■ What is being asked
Copy each of the following rows line for line, leaving out the pictures.

┌─ Provided material

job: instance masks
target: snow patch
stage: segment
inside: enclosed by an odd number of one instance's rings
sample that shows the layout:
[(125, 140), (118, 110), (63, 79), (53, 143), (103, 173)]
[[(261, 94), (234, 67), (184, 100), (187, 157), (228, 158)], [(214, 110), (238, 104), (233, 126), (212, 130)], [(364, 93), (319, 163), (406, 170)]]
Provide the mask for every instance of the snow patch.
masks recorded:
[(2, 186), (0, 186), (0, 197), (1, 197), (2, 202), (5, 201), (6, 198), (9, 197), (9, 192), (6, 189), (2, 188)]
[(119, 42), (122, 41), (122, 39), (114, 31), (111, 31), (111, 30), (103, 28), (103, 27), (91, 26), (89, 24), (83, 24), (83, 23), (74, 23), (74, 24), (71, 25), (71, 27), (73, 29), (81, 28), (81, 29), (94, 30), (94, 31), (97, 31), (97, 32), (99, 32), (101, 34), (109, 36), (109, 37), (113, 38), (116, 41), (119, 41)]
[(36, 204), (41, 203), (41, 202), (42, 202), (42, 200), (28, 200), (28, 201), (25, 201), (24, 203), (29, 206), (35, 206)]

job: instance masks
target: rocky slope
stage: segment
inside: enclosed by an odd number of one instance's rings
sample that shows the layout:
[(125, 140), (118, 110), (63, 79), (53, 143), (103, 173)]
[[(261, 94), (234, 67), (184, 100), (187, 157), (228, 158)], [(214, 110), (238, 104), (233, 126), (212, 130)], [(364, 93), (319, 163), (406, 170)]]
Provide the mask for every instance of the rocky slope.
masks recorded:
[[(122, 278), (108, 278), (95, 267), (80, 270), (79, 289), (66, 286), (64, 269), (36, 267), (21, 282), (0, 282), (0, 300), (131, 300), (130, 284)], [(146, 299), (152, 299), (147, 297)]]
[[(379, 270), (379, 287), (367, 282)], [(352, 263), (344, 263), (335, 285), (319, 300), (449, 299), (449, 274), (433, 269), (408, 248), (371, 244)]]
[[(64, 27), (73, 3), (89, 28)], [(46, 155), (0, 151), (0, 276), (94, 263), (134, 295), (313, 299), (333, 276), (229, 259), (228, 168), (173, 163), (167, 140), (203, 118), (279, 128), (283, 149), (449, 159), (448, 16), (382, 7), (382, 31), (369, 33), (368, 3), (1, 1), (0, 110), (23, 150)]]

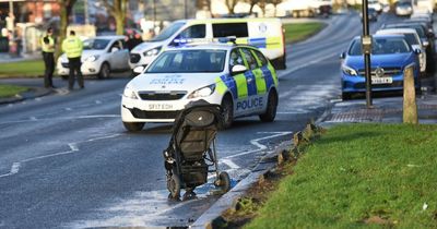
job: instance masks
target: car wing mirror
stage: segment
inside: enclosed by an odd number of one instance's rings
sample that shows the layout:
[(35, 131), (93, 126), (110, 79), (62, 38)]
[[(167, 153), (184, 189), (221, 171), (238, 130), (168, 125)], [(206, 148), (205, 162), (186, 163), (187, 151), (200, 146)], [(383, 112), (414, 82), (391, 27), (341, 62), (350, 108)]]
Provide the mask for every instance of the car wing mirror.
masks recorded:
[(110, 52), (116, 52), (116, 51), (118, 51), (119, 49), (117, 48), (117, 47), (113, 47), (113, 48), (110, 48)]
[(240, 73), (245, 73), (246, 71), (247, 71), (247, 68), (245, 65), (237, 64), (237, 65), (234, 65), (231, 69), (231, 74), (232, 75), (237, 75), (237, 74), (240, 74)]
[(346, 58), (346, 52), (341, 52), (340, 53), (340, 59), (344, 59), (344, 58)]
[(133, 69), (133, 72), (137, 74), (141, 74), (141, 73), (143, 73), (144, 69), (145, 69), (144, 67), (135, 67)]

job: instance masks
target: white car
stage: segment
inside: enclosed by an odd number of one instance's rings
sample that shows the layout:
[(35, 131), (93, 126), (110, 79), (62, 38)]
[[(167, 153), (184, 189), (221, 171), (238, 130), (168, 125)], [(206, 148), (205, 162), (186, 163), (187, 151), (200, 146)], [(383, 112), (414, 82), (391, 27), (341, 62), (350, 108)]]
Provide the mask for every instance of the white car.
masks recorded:
[[(125, 36), (98, 36), (83, 41), (81, 72), (83, 75), (110, 76), (113, 71), (129, 70), (129, 50)], [(62, 77), (70, 72), (66, 53), (58, 58), (57, 70)]]
[(414, 28), (386, 28), (377, 31), (376, 34), (401, 34), (405, 36), (406, 41), (413, 49), (420, 49), (418, 63), (421, 65), (421, 73), (426, 71), (426, 48), (422, 45), (421, 37)]
[(222, 106), (222, 129), (246, 116), (271, 122), (276, 114), (277, 84), (272, 64), (251, 46), (168, 48), (126, 85), (121, 120), (128, 131), (140, 131), (146, 122), (174, 122), (187, 104), (203, 99)]

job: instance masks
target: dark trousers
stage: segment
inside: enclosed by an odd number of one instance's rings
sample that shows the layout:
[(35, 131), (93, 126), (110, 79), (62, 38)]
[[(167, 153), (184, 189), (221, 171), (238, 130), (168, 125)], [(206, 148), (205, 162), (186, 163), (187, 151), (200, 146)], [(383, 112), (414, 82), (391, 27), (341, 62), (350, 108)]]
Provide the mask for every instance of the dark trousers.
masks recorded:
[(44, 86), (45, 87), (52, 87), (54, 82), (54, 71), (55, 71), (55, 57), (54, 52), (44, 52), (43, 51), (43, 59), (44, 64), (46, 67), (46, 71), (44, 73)]
[(74, 86), (74, 80), (78, 77), (78, 84), (81, 88), (84, 87), (83, 84), (83, 75), (81, 72), (81, 57), (78, 58), (69, 58), (69, 69), (70, 69), (70, 74), (69, 74), (69, 89), (72, 89)]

└─

■ The completed task
job: instance masks
target: snow patch
stage: segment
inside: enclosed by an odd number of one instance's rings
sample that shows the layout:
[(125, 140), (118, 110), (63, 79), (53, 143), (103, 173)]
[[(261, 94), (234, 67), (184, 100), (187, 157), (228, 158)], [(214, 110), (238, 104), (233, 126), (212, 130)], [(364, 93), (319, 163), (406, 170)]]
Provide the mask for every instance of the snow patch.
masks recorded:
[(2, 186), (0, 186), (0, 197), (1, 197), (2, 202), (5, 201), (6, 198), (9, 197), (9, 192), (6, 189), (2, 188)]
[(119, 42), (122, 41), (122, 39), (114, 31), (111, 31), (111, 30), (103, 28), (103, 27), (91, 26), (89, 24), (83, 24), (83, 23), (74, 23), (74, 24), (71, 25), (71, 27), (73, 29), (81, 28), (81, 29), (94, 30), (94, 31), (97, 31), (97, 32), (99, 32), (101, 34), (109, 36), (109, 37), (113, 38), (116, 41), (119, 41)]
[(36, 204), (41, 203), (41, 202), (42, 202), (42, 200), (28, 200), (28, 201), (25, 201), (24, 203), (29, 206), (35, 206)]

job: instance masks
target: rocky slope
stage: segment
inside: enclosed by an odd number of one instance's rings
sample that shows the layout:
[(125, 140), (118, 110), (63, 79), (53, 143), (103, 173)]
[[(261, 94), (234, 67), (184, 100), (187, 157), (228, 158)], [(214, 110), (238, 104), (233, 126), (212, 130)], [(364, 93), (319, 163), (406, 170)]]
Provide the mask for every instance of the rocky slope.
masks recorded:
[[(122, 278), (108, 278), (95, 267), (80, 270), (79, 289), (66, 286), (64, 269), (36, 267), (21, 282), (0, 282), (0, 300), (131, 300), (130, 284)], [(146, 299), (152, 299), (147, 297)]]
[[(379, 270), (379, 287), (367, 282)], [(352, 263), (344, 263), (335, 285), (319, 300), (449, 299), (449, 274), (433, 269), (408, 248), (371, 244)]]
[[(64, 27), (73, 3), (89, 28)], [(46, 155), (0, 151), (0, 276), (94, 263), (134, 295), (313, 299), (333, 276), (229, 259), (228, 168), (173, 163), (167, 140), (203, 118), (279, 128), (283, 149), (449, 159), (448, 16), (382, 7), (382, 31), (369, 33), (368, 3), (1, 1), (0, 110), (23, 150)]]

job: instance masks
target: car wing mirror
stage: segment
inside: enclosed by an odd number of one instance's rings
sample that shows the layout:
[(35, 131), (93, 126), (110, 79), (62, 38)]
[[(167, 153), (184, 189), (221, 171), (238, 130), (168, 125)], [(206, 148), (205, 162), (186, 163), (187, 151), (200, 146)], [(383, 112), (414, 82), (391, 27), (341, 62), (350, 108)]]
Provide the mask for every instance of the car wing mirror.
masks recorded:
[(110, 52), (116, 52), (116, 51), (118, 51), (119, 49), (117, 48), (117, 47), (113, 47), (113, 48), (110, 48)]
[(240, 73), (245, 73), (246, 71), (247, 71), (247, 68), (245, 65), (237, 64), (237, 65), (234, 65), (231, 69), (231, 74), (232, 75), (237, 75), (237, 74), (240, 74)]
[(346, 58), (346, 52), (341, 52), (340, 53), (340, 59), (344, 59), (344, 58)]
[(133, 69), (133, 72), (137, 74), (141, 74), (141, 73), (143, 73), (144, 69), (145, 69), (144, 67), (135, 67)]

job: instance masks
target: white car
stage: segment
inside: enclosed by an odd number of one instance's rings
sample that shows the layout:
[(35, 131), (93, 126), (110, 79), (62, 38)]
[[(167, 153), (184, 189), (221, 171), (238, 130), (168, 125)], [(206, 148), (205, 162), (186, 163), (187, 151), (200, 146)], [(383, 112), (414, 82), (391, 27), (341, 62), (350, 108)]]
Provide the mask for every instance of the white car.
masks recorded:
[[(125, 36), (98, 36), (83, 41), (81, 72), (83, 75), (110, 76), (113, 71), (129, 70), (129, 50)], [(62, 77), (70, 72), (66, 53), (58, 58), (57, 70)]]
[(414, 28), (386, 28), (377, 31), (376, 34), (401, 34), (405, 36), (406, 41), (413, 49), (420, 49), (418, 63), (421, 65), (421, 73), (426, 71), (426, 48), (422, 45), (421, 37)]
[(222, 106), (222, 129), (246, 116), (271, 122), (276, 114), (277, 84), (272, 64), (251, 46), (168, 48), (126, 85), (121, 120), (128, 131), (140, 131), (146, 122), (174, 122), (187, 104), (203, 99)]

job: instance masks
target: dark trousers
stage: segment
inside: enclosed by an odd number of one instance's rings
sample that shows the layout:
[(35, 131), (93, 126), (110, 79), (62, 38)]
[[(167, 153), (184, 189), (221, 171), (238, 130), (168, 125)], [(206, 148), (205, 162), (186, 163), (187, 151), (200, 146)], [(383, 112), (414, 82), (391, 27), (341, 62), (350, 108)]]
Provide the mask for every instance of the dark trousers.
masks recorded:
[(44, 86), (45, 87), (52, 87), (54, 82), (54, 71), (55, 71), (55, 57), (54, 52), (44, 52), (43, 51), (43, 59), (44, 64), (46, 67), (46, 71), (44, 73)]
[(74, 86), (74, 80), (78, 77), (78, 84), (81, 88), (84, 87), (83, 84), (83, 75), (81, 72), (81, 57), (78, 58), (69, 58), (69, 69), (70, 69), (70, 74), (69, 74), (69, 89), (72, 89)]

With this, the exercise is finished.